▶ Stored items:
"""

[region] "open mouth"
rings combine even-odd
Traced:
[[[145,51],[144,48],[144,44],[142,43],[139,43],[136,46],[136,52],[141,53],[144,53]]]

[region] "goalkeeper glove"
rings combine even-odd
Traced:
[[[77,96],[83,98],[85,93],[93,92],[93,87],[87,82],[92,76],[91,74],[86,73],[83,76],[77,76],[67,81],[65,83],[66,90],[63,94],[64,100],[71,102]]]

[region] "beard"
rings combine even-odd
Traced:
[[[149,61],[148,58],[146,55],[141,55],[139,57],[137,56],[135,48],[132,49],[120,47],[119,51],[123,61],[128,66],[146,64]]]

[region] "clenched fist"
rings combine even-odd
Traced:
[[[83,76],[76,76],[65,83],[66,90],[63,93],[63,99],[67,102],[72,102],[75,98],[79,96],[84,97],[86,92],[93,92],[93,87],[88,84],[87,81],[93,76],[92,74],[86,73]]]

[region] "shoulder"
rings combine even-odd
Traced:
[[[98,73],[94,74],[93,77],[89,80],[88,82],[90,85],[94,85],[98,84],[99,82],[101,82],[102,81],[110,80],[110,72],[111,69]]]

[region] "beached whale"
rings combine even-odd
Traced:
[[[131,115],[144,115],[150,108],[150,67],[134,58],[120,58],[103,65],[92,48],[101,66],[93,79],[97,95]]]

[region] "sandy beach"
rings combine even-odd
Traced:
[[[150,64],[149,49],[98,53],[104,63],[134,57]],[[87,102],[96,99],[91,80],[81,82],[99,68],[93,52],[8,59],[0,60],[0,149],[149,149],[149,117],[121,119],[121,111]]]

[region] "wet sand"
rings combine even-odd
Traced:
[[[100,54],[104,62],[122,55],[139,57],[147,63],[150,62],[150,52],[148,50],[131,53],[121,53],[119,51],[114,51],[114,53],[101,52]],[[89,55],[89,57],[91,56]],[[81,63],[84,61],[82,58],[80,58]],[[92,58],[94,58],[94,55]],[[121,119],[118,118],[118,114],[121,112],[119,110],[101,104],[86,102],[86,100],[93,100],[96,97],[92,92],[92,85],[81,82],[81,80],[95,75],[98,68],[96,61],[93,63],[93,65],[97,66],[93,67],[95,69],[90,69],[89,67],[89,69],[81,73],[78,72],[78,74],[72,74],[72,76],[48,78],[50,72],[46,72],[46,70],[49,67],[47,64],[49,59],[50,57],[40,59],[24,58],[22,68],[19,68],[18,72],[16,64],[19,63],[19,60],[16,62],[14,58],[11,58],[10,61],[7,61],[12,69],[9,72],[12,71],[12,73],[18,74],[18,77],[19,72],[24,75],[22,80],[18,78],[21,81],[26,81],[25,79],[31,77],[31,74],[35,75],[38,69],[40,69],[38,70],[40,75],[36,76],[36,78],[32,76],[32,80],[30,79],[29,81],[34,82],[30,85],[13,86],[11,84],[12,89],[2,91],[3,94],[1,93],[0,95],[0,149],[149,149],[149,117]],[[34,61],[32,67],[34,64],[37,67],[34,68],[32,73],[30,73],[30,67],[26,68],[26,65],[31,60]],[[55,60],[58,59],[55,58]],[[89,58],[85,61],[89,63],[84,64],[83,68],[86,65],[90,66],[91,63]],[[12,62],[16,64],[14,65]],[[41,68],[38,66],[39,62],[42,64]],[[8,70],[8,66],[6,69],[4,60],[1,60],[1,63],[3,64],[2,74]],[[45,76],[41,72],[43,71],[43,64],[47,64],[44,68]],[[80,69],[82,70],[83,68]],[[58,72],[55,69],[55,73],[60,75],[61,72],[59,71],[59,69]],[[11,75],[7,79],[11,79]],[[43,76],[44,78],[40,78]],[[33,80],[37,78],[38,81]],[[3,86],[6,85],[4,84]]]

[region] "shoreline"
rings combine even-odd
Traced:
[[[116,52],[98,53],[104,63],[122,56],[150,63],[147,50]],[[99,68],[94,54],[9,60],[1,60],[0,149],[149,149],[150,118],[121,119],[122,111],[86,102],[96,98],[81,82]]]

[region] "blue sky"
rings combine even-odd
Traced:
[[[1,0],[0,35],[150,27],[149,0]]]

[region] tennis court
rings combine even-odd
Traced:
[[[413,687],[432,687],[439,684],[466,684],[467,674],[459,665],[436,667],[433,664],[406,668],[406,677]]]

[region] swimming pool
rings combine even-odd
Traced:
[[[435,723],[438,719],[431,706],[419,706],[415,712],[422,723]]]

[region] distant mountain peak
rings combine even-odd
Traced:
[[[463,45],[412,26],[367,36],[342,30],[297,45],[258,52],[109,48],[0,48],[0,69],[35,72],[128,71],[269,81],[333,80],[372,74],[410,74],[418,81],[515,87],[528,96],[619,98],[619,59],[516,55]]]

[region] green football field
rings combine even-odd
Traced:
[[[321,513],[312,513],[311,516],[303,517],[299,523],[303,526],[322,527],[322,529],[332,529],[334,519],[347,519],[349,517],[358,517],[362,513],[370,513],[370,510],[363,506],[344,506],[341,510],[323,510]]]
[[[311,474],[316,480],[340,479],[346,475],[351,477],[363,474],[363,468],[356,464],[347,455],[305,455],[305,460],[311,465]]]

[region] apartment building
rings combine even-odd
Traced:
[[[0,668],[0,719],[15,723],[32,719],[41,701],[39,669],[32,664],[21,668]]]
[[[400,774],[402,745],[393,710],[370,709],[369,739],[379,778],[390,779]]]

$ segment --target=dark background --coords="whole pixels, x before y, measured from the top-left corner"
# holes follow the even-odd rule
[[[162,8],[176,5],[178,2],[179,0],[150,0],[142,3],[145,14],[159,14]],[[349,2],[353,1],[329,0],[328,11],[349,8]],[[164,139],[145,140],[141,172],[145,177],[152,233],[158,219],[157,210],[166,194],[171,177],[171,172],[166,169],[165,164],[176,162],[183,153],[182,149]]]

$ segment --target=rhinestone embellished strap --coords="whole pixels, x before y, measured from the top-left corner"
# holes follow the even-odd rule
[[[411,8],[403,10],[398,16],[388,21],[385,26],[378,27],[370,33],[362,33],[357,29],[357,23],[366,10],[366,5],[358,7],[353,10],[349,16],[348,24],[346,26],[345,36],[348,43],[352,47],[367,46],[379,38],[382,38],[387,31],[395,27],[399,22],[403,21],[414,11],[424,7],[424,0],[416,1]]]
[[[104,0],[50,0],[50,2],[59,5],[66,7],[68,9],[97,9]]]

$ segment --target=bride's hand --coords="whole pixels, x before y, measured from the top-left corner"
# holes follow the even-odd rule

"""

▶ What is expected: Reproduce all of the material above, substituting "Outline" for every occurrence of "Traced" and leaving everything else unchanged.

▶ Full answer:
[region] "open mouth"
rings combine even-odd
Outline:
[[[145,51],[144,48],[144,44],[142,43],[139,43],[136,46],[136,52],[141,53],[144,53]]]

[region] "goalkeeper glove"
rings combine even-odd
Outline:
[[[77,96],[83,98],[85,93],[93,92],[93,87],[87,82],[92,76],[91,74],[86,73],[83,76],[77,76],[67,81],[65,83],[66,90],[63,94],[64,100],[71,102]]]

[region] "beard"
rings combine even-odd
Outline:
[[[149,61],[148,58],[146,55],[141,55],[139,57],[137,56],[135,48],[132,49],[120,47],[119,51],[123,61],[128,66],[146,64]]]

[region] "clenched fist"
rings combine even-odd
Outline:
[[[83,76],[76,76],[65,83],[66,90],[63,93],[63,99],[67,102],[72,102],[75,98],[79,96],[84,97],[86,92],[93,92],[93,87],[88,84],[87,81],[93,76],[92,74],[86,73]]]

[region] "shoulder"
rings combine even-odd
Outline:
[[[98,73],[94,74],[93,77],[89,80],[88,82],[90,85],[94,85],[98,84],[99,82],[101,82],[102,81],[110,80],[110,72],[111,69]]]

[region] "beached whale"
rings combine even-odd
Outline:
[[[131,115],[144,115],[150,108],[150,67],[134,58],[120,58],[103,65],[92,48],[101,66],[93,79],[97,95]]]

[region] "sandy beach"
rings combine even-odd
Outline:
[[[150,64],[149,49],[98,53],[104,63],[134,57]],[[87,102],[96,99],[91,80],[81,82],[99,68],[93,52],[8,59],[0,60],[0,149],[149,149],[149,117],[121,119],[121,111]]]

[region] "wet sand"
rings combine even-odd
Outline:
[[[100,54],[104,62],[122,55],[139,57],[147,63],[150,62],[150,52],[148,50],[131,53],[121,53],[119,51],[114,51],[114,53],[101,52]],[[89,55],[89,57],[91,56]],[[81,63],[84,61],[82,58],[80,58]],[[92,58],[94,58],[94,55]],[[121,119],[118,118],[118,114],[121,112],[119,110],[101,104],[86,102],[86,100],[93,100],[96,97],[92,92],[92,85],[81,82],[81,80],[95,75],[98,68],[96,61],[93,63],[93,65],[97,66],[93,67],[95,69],[90,69],[89,67],[89,69],[81,73],[78,72],[78,74],[72,74],[72,76],[48,78],[50,72],[46,72],[46,70],[49,67],[47,64],[49,59],[50,57],[40,59],[24,58],[22,68],[19,68],[18,72],[16,64],[19,63],[19,60],[16,62],[14,58],[11,58],[10,61],[7,61],[12,69],[9,72],[12,71],[12,73],[18,74],[18,77],[19,72],[24,75],[22,80],[18,78],[21,81],[26,81],[25,79],[31,77],[31,74],[35,75],[38,69],[40,69],[38,70],[40,75],[36,76],[36,78],[32,76],[32,80],[30,79],[29,81],[34,82],[30,85],[13,86],[11,84],[12,89],[2,91],[3,94],[1,93],[0,95],[0,149],[149,149],[149,117]],[[34,61],[32,67],[34,64],[37,67],[34,68],[32,73],[30,73],[30,67],[26,68],[26,65],[31,60]],[[55,60],[58,59],[55,58]],[[89,58],[85,61],[89,63],[84,64],[83,68],[86,65],[90,66],[91,63]],[[12,62],[16,64],[14,65]],[[41,68],[38,66],[39,62],[42,64]],[[8,70],[8,66],[6,69],[4,60],[1,60],[1,63],[3,64],[2,74]],[[45,76],[41,72],[43,71],[43,64],[47,64],[44,68]],[[80,69],[82,70],[83,68]],[[58,72],[55,69],[55,73],[60,75],[61,72],[59,71],[59,69]],[[11,75],[7,79],[11,79]],[[43,76],[44,78],[40,78]],[[33,80],[37,78],[38,81]],[[3,86],[6,85],[4,84]]]

[region] "shoreline"
rings combine even-odd
Outline:
[[[116,52],[98,53],[104,63],[122,56],[150,63],[147,50]],[[99,68],[94,54],[9,60],[1,60],[0,149],[149,149],[150,118],[121,119],[122,111],[86,102],[96,98],[81,82]]]

[region] "blue sky"
rings combine even-odd
Outline:
[[[1,0],[0,35],[150,27],[149,0]]]

[region] tennis court
rings combine even-odd
Outline:
[[[413,687],[432,687],[439,684],[466,684],[467,674],[459,665],[436,667],[433,664],[406,668],[406,677]]]

[region] swimming pool
rings combine even-odd
Outline:
[[[435,723],[438,719],[431,706],[419,706],[415,712],[422,723]]]

[region] distant mountain peak
rings combine even-odd
Outline:
[[[463,45],[412,26],[367,36],[342,30],[297,45],[258,52],[109,48],[0,48],[0,69],[35,72],[128,71],[269,81],[333,80],[372,74],[410,74],[418,81],[515,87],[528,96],[619,98],[619,59],[516,55]]]

[region] green football field
rings combine even-odd
Outline:
[[[321,513],[312,513],[311,516],[303,517],[299,523],[303,526],[322,527],[322,529],[332,529],[334,519],[347,519],[349,517],[358,517],[362,513],[370,513],[370,510],[363,506],[344,506],[341,510],[323,510]]]
[[[311,474],[316,480],[340,479],[346,475],[351,477],[363,474],[363,468],[356,464],[347,455],[305,455],[305,460],[311,465]]]

[region] apartment building
rings combine even-odd
Outline:
[[[0,668],[0,719],[15,723],[32,719],[41,701],[39,669],[32,664],[21,668]]]
[[[400,774],[402,745],[393,710],[370,709],[369,739],[379,778],[390,779]]]

$ segment --target=dark background --coords="whole pixels, x before y, measured from the top-left corner"
# holes follow the even-odd rule
[[[162,8],[176,5],[178,2],[179,0],[150,0],[142,3],[145,14],[159,14]],[[349,2],[353,1],[329,0],[328,11],[349,8]],[[164,139],[145,140],[141,172],[145,177],[152,233],[158,219],[157,210],[166,194],[171,177],[171,172],[166,169],[165,164],[176,162],[183,153],[182,149]]]

$ segment --target=rhinestone embellished strap --coords="whole pixels, x before y, measured from the top-left corner"
# holes follow the even-odd rule
[[[411,8],[403,10],[398,16],[388,21],[385,26],[378,27],[370,33],[362,33],[357,29],[357,23],[366,10],[366,5],[358,7],[353,10],[349,16],[348,24],[346,26],[345,36],[348,43],[352,47],[367,46],[379,38],[382,38],[387,31],[395,27],[399,22],[403,21],[414,11],[424,7],[424,0],[416,1]]]
[[[104,0],[50,0],[50,2],[59,5],[66,7],[68,9],[97,9]]]

$ segment --target=bride's hand --coords="whole pixels, x before y, measured from the top-left corner"
# holes follow the even-odd rule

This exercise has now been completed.